*WHAT YOU HAVE TO DO*
Rewrite the entries from the line with "the sign post." through the end of the entries, keeping every line, including the wording lines, and shifting each coordinate by adding 43 to it.

*STORED ROWS*
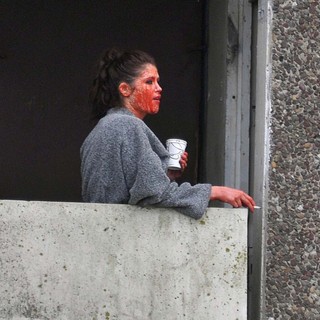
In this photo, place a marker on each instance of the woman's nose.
(158, 88)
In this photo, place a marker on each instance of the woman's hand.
(176, 174)
(235, 197)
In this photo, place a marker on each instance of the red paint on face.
(146, 94)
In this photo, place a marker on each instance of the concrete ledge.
(95, 261)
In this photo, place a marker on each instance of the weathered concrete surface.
(91, 261)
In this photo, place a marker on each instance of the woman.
(122, 160)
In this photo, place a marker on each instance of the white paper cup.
(175, 147)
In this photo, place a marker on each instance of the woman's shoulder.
(122, 119)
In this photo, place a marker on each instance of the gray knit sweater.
(122, 161)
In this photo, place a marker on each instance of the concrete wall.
(91, 261)
(293, 245)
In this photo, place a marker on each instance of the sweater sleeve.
(149, 184)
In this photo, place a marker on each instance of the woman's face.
(146, 92)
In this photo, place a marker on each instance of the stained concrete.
(293, 246)
(94, 261)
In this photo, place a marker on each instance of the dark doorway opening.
(47, 53)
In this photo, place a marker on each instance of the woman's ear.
(125, 89)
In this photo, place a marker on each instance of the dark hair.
(115, 66)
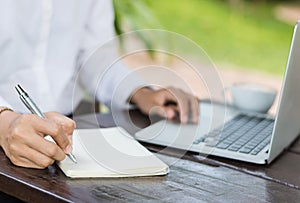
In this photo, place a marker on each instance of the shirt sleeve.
(102, 72)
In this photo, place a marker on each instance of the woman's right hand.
(22, 138)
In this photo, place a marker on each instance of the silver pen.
(35, 110)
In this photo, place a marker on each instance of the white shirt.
(44, 42)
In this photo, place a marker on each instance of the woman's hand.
(22, 138)
(167, 103)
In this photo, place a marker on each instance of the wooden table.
(191, 178)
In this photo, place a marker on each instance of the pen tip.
(19, 89)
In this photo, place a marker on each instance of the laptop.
(226, 132)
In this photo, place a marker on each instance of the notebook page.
(110, 152)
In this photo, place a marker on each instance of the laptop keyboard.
(244, 134)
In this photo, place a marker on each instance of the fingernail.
(184, 119)
(69, 149)
(169, 113)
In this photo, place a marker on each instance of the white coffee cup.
(252, 97)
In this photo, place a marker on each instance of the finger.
(194, 108)
(179, 97)
(67, 123)
(183, 108)
(48, 148)
(166, 112)
(48, 127)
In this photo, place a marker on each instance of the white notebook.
(110, 152)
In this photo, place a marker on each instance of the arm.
(22, 138)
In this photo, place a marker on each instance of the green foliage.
(246, 35)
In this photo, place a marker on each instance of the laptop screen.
(287, 126)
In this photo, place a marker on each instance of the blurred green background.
(243, 34)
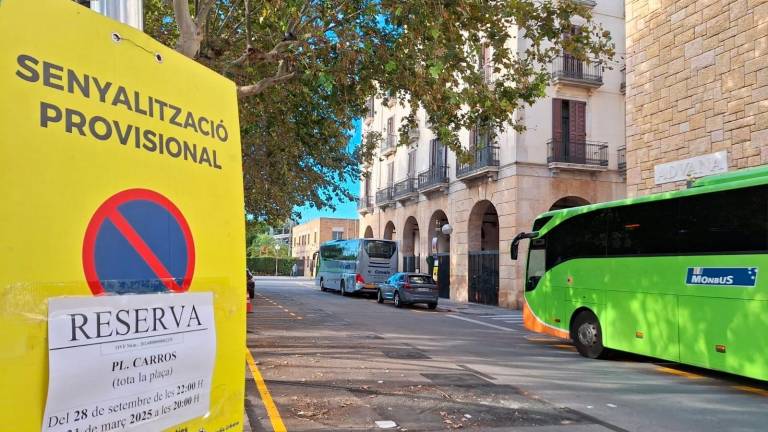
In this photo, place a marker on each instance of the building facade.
(306, 239)
(467, 214)
(282, 234)
(697, 90)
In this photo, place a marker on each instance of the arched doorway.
(439, 249)
(410, 245)
(483, 254)
(568, 202)
(389, 231)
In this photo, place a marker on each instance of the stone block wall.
(697, 83)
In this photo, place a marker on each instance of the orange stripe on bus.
(533, 323)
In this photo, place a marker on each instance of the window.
(569, 130)
(350, 250)
(728, 221)
(369, 104)
(732, 221)
(643, 229)
(580, 236)
(537, 255)
(411, 163)
(421, 279)
(380, 249)
(331, 252)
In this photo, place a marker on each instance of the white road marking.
(481, 323)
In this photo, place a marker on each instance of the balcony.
(389, 144)
(621, 156)
(573, 154)
(365, 205)
(405, 189)
(485, 163)
(435, 178)
(384, 197)
(572, 71)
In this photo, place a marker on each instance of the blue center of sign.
(123, 267)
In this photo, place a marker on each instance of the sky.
(343, 209)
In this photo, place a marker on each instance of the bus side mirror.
(514, 247)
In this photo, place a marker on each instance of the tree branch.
(263, 84)
(190, 29)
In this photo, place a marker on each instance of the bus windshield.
(380, 249)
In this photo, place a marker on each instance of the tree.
(304, 69)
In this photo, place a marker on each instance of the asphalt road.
(340, 363)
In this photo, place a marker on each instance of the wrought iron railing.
(577, 151)
(364, 203)
(484, 157)
(404, 188)
(621, 155)
(433, 176)
(384, 196)
(389, 143)
(571, 68)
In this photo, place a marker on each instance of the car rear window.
(380, 249)
(422, 279)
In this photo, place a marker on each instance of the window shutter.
(578, 131)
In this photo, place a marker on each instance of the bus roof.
(331, 242)
(733, 180)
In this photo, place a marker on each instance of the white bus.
(352, 266)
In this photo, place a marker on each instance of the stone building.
(697, 90)
(569, 155)
(307, 237)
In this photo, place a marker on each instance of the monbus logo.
(727, 276)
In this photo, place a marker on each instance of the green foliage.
(305, 68)
(266, 266)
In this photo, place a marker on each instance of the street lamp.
(277, 248)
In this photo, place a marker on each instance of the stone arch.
(568, 202)
(389, 231)
(443, 257)
(483, 229)
(410, 245)
(483, 256)
(436, 222)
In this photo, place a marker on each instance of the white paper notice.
(119, 363)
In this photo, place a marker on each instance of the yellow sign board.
(121, 159)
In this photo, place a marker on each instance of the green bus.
(674, 275)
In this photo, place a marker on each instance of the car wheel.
(587, 335)
(397, 301)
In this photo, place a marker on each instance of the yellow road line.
(677, 372)
(266, 398)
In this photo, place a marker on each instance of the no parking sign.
(138, 241)
(122, 253)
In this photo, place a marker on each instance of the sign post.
(122, 230)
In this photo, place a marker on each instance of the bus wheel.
(587, 335)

*FULL SOLUTION*
In this photo, place a marker on each instance of the sign post.
(165, 273)
In this photo, place a marker on each instance of the bus wheel.
(630, 378)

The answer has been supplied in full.